*WRITTEN TASK 1*:
Answer these questions from the reading text on secrecy in the Nixon White House.
(a) What old pathology does the text say the White House revived?
(b) Besides the public and Congress, who was kept from knowledge of the 1969 bombings of Cambodia?
(c) What was General Creighton Abrams unable to find out while planning the Cambodia invasion?

*READING TEXT*:

Biased advice, distorted reporting, hierarchic suppression of dissent—sound familiar? What’s more, the White House revived an old pathology, one traditionally associated with bureaucracy but less so in the Freedom of Information Act and whistle-blowing age: obsessive secrecy. Nixon and Kissinger were men driven by the need for secrecy in policy-making, and the more open—as well as leak-prone—bureaucracy infuriated them. As a result, knowledge of the 1969 bombings of Cambodia was kept not only from the public and Congress, but also from the Secretary of the Air Force and the Air Force Chief of Staff—even the Pentagon’s secret records were altered on the grounds that they weren’t secret enough! Leaks are unpleasant and sometimes harmful, but they do have the effect of airing out policy for wider discussion. So tightly held was information in the Nixon administration that when General Creighton Abrams was planning the Cambodia invasion, he was unable to find out how many bridges his troops would have to cross—no one who could answer his question was cleared for the planning and thus could be asked.

[Recorded data]
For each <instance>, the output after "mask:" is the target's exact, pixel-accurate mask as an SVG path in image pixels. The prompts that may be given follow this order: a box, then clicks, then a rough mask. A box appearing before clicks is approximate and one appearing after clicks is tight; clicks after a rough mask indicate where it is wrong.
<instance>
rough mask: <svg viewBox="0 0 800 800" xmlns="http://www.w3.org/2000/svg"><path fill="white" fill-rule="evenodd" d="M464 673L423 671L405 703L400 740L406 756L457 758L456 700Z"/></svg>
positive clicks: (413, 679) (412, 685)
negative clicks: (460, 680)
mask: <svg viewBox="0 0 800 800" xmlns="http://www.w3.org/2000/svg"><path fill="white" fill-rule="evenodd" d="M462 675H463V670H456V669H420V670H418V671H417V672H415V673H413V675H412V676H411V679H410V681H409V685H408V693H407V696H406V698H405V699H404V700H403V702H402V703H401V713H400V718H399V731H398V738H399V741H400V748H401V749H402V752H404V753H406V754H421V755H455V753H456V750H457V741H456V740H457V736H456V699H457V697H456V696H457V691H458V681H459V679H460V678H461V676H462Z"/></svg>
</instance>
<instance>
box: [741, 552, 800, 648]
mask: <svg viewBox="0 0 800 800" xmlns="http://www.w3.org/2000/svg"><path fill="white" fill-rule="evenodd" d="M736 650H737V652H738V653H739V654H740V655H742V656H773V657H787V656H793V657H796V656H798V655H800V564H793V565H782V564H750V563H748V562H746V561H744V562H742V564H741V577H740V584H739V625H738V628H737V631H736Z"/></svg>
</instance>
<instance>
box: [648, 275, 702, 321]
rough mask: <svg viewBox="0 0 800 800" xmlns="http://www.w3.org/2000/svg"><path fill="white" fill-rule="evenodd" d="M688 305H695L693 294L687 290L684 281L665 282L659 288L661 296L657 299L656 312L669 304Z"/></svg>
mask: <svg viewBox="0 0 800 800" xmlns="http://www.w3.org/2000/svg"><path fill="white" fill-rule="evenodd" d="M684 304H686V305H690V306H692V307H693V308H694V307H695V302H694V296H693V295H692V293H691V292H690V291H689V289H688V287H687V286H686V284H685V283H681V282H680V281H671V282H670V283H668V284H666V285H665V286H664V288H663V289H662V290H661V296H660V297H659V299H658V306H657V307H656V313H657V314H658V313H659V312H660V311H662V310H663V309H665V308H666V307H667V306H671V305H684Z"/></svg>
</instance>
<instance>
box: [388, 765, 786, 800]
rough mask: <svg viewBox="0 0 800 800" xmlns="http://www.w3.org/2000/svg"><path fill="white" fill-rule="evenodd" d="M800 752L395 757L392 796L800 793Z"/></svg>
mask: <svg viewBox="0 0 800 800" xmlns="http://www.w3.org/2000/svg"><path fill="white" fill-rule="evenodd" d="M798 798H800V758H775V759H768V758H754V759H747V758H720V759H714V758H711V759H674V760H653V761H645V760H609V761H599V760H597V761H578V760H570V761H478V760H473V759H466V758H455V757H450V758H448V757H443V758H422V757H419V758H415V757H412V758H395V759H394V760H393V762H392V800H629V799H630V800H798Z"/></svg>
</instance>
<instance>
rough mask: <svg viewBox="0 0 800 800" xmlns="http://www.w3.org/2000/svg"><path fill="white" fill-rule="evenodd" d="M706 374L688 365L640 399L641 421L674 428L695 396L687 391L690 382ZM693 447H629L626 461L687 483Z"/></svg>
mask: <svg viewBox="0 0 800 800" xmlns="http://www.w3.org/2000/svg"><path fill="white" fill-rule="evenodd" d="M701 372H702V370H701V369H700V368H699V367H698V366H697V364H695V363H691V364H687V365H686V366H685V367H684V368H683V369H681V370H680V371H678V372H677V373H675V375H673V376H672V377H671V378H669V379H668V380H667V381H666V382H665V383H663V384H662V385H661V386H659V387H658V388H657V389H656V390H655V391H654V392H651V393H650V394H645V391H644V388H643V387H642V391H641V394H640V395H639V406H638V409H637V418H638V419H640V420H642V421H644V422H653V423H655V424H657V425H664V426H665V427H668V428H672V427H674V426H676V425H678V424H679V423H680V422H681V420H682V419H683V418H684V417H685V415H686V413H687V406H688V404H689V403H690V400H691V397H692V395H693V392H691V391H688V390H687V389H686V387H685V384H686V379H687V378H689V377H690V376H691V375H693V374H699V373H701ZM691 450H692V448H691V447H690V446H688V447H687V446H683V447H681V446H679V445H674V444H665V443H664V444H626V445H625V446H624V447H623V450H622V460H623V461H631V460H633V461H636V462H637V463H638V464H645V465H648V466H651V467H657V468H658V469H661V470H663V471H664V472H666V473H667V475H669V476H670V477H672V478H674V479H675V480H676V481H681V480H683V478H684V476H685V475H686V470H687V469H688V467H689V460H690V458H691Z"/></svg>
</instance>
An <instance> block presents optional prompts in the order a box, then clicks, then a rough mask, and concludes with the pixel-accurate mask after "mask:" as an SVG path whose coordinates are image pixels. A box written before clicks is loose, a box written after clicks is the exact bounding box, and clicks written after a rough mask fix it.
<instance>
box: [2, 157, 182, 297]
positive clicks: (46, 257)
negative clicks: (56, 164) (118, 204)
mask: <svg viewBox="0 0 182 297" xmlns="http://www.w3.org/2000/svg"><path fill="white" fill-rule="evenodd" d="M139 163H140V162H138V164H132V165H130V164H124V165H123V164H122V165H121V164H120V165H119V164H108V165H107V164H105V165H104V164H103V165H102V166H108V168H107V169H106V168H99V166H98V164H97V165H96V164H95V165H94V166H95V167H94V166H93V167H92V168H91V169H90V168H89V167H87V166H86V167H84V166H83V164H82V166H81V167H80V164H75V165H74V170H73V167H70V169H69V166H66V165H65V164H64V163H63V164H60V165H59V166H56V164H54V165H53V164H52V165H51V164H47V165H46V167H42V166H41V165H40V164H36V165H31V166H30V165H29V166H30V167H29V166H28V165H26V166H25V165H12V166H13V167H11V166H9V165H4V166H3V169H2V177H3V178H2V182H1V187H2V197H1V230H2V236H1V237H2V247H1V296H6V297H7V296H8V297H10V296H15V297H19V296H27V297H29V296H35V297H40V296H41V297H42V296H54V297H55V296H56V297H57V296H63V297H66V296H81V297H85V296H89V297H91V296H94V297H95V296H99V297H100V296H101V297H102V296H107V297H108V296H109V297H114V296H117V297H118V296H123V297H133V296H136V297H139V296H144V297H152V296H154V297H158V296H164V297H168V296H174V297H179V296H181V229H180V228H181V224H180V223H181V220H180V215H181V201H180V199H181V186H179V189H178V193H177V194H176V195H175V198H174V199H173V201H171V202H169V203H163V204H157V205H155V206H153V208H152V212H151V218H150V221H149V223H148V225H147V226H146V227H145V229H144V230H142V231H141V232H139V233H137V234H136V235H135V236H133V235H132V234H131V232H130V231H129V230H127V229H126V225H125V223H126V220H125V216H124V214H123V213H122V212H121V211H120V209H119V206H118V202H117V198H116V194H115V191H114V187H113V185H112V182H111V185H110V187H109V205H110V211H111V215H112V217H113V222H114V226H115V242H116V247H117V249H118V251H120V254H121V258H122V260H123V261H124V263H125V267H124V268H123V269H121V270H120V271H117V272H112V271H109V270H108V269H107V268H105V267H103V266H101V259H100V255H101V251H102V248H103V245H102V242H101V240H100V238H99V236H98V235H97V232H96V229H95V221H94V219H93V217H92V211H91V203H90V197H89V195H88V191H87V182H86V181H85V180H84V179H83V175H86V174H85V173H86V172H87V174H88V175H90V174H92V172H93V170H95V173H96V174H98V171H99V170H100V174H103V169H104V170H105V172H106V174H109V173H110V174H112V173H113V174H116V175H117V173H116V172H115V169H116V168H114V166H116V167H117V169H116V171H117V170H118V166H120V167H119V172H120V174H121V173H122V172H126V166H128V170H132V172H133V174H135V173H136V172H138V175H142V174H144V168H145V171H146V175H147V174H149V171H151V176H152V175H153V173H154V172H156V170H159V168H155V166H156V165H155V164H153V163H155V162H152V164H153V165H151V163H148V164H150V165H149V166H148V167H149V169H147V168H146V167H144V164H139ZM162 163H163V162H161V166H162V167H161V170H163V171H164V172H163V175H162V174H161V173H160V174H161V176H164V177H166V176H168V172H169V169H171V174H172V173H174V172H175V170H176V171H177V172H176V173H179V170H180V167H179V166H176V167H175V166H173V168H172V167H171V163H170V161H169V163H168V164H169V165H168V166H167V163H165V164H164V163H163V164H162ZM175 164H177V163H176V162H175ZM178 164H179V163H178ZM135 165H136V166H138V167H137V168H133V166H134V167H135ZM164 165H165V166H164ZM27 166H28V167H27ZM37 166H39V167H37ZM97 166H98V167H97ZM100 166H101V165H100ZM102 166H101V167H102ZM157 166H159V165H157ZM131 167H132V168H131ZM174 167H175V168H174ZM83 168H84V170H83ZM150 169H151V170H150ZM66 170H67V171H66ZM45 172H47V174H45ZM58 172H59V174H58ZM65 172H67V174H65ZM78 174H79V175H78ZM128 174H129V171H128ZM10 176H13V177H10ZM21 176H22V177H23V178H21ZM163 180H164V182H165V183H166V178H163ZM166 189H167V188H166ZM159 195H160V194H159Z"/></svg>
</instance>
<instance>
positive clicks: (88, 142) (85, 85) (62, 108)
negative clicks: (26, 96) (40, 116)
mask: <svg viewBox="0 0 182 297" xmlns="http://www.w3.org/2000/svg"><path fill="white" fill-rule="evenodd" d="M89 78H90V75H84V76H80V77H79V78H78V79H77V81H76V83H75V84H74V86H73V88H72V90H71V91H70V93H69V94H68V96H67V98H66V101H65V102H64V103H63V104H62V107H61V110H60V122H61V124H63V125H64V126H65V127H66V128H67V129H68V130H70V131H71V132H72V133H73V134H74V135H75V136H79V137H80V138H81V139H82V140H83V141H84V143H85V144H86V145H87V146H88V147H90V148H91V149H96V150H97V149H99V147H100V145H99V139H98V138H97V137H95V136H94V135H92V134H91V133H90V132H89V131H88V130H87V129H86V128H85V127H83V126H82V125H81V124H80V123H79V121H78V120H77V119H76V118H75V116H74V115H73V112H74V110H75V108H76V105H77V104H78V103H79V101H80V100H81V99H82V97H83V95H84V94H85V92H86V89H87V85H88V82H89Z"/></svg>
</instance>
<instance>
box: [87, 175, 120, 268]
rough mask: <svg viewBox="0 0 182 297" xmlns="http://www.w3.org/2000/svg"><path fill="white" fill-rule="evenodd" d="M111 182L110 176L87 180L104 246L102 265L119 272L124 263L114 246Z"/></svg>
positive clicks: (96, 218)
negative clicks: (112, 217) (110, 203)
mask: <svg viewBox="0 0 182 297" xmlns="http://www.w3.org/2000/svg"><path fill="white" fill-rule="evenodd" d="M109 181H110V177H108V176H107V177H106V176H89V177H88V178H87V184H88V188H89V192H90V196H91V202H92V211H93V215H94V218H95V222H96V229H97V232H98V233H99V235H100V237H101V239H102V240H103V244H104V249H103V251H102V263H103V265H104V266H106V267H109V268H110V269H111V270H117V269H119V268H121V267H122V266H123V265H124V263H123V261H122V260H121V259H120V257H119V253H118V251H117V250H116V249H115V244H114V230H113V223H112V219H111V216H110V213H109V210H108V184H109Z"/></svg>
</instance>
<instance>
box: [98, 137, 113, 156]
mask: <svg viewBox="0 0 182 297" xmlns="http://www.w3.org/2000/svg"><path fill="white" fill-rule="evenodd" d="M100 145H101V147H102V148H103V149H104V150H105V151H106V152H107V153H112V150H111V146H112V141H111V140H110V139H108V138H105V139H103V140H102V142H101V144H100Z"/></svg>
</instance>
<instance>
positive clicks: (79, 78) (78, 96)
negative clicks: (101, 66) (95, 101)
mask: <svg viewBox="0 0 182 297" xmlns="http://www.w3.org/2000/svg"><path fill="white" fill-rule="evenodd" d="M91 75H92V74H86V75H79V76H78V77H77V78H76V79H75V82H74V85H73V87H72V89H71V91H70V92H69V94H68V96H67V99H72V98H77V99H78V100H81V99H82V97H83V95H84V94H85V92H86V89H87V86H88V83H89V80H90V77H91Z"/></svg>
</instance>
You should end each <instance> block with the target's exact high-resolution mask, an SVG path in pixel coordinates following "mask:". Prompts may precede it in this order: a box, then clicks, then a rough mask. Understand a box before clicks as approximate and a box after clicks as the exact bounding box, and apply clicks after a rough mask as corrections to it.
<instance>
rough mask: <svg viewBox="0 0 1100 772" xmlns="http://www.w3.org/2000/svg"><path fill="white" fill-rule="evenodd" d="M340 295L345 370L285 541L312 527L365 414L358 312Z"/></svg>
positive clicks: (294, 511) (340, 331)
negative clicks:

*WRITTEN TASK 2*: Gather every line of the listing above that contains the string "each".

*PROBLEM SOLUTION 1*:
(a) Obsessive secrecy.
(b) The Secretary of the Air Force and the Air Force Chief of Staff.
(c) How many bridges his troops would have to cross.

*PROBLEM SOLUTION 2*:
For each <instance>, the output after "mask:" is the target's exact, pixel-accurate mask as an SVG path in image pixels. The prompts that may be given follow this order: a box, then clicks, then a rough mask. A box appearing before clicks is approximate and one appearing after clicks is tight; clicks after a rough mask indicate where it is wrong.
You should end each <instance> block with the target's exact high-resolution mask, an SVG path in pixel coordinates following "mask:". Prompts may precede it in this order: a box, then clicks, then a rough mask. Understand a box before clicks as approximate and a box after clicks as the exact bounding box, and apply clicks after a rough mask as corrections to it.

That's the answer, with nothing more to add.